Task -> Please give the data again in full, precisely as it is written.

Records to process ->

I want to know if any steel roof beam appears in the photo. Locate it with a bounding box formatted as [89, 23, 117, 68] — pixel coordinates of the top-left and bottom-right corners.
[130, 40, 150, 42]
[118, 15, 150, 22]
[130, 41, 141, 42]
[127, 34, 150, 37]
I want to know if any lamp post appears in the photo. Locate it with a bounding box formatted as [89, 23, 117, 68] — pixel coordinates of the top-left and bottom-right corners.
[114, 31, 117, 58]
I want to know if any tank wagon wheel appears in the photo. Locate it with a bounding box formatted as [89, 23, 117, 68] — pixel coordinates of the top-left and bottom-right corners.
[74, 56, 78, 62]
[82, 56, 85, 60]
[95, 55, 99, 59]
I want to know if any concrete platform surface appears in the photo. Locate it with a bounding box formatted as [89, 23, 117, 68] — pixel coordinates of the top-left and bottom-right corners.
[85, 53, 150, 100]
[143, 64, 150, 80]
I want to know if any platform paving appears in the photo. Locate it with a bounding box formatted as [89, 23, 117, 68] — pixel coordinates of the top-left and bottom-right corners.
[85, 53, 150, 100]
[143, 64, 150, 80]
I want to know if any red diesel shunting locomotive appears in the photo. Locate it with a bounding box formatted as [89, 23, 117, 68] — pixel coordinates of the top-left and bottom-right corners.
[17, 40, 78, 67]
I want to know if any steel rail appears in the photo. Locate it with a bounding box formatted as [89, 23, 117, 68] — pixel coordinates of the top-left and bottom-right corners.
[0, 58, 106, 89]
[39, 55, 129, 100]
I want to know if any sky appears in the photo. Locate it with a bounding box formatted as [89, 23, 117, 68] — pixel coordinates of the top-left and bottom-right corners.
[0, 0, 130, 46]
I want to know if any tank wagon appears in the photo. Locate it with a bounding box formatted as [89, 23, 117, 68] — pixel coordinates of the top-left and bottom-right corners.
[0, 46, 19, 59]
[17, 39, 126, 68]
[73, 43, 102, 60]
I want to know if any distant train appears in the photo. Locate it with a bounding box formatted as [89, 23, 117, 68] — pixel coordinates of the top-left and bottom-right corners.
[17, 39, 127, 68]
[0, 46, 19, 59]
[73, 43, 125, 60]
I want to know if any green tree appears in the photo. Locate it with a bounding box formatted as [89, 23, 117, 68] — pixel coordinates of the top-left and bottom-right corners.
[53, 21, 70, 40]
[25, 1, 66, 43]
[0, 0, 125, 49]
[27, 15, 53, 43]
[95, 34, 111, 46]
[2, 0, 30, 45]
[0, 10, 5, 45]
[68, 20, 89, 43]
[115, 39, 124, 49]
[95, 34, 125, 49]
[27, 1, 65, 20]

Finished task ->
I want to know if any steel roof beam appears in the photo. Locate it with a bounding box formatted as [89, 23, 117, 68] — pixel coordinates of the top-left and bottom-right corners.
[130, 40, 150, 42]
[118, 15, 150, 22]
[130, 41, 141, 42]
[127, 34, 150, 37]
I want to know if any lamp post appears in the photo. Locate it with a bounding box formatted as [89, 23, 117, 68] — pixel coordinates of the top-left and bottom-right corners.
[114, 31, 117, 58]
I want to know if any tank wagon wheel appears in the photo. Locate it with a bounding box formatted as [89, 23, 117, 68] — pixel coordinates of the top-left and bottom-right corners.
[74, 56, 78, 62]
[82, 56, 85, 60]
[95, 55, 99, 59]
I want to know if any concrete platform surface appears in the photo. Locate it with a bounding box formatted as [89, 23, 117, 68] — pixel coordinates of the top-left and bottom-right corners.
[85, 53, 150, 100]
[143, 64, 150, 80]
I want to know if any platform paving appears in the photo. Locate it with a bounding box formatted as [89, 23, 117, 68] — pixel coordinates of the top-left and bottom-right corners.
[85, 53, 150, 100]
[143, 64, 150, 80]
I want to know if any red diesel shunting locomotive appears in the photo. Locate it with a bounding box formatted as [89, 23, 117, 68] — pixel coordinates of the top-left and bottom-right corners.
[17, 40, 78, 67]
I want to know if any steel rail appears in the photo. Locate it with a bounding box formatted as [89, 23, 117, 68] — pixel coordinates of the top-left and bottom-right corners.
[0, 58, 106, 89]
[39, 55, 129, 100]
I want to know if any sky appears in the photo. Locate it with a bounding box formatted as [89, 23, 117, 68] — pixel coordinates of the top-left and bottom-right corners.
[0, 0, 130, 46]
I want to know if any tank wagon appears in the photo. Locate it with a bounding box formatted as [89, 23, 117, 68] — pixel coordinates of the top-left and bottom-right corners.
[0, 46, 19, 59]
[17, 39, 126, 68]
[73, 43, 102, 60]
I want to know if any distant train appears in the photo. Locate it with a bounding box formatted as [89, 23, 117, 68] — pixel coordinates of the top-left and bottom-right corners.
[17, 39, 127, 68]
[0, 46, 19, 59]
[73, 43, 125, 60]
I want to know if any green tree appears in the photo. Locate it with a bounding box formatted as [89, 23, 117, 68] — pixel coordinates of the top-left and bottom-right corners.
[53, 21, 70, 40]
[25, 1, 66, 43]
[0, 0, 125, 49]
[27, 15, 53, 43]
[95, 34, 111, 46]
[2, 0, 30, 45]
[0, 10, 5, 45]
[68, 20, 89, 43]
[115, 39, 124, 49]
[95, 34, 125, 49]
[27, 1, 65, 20]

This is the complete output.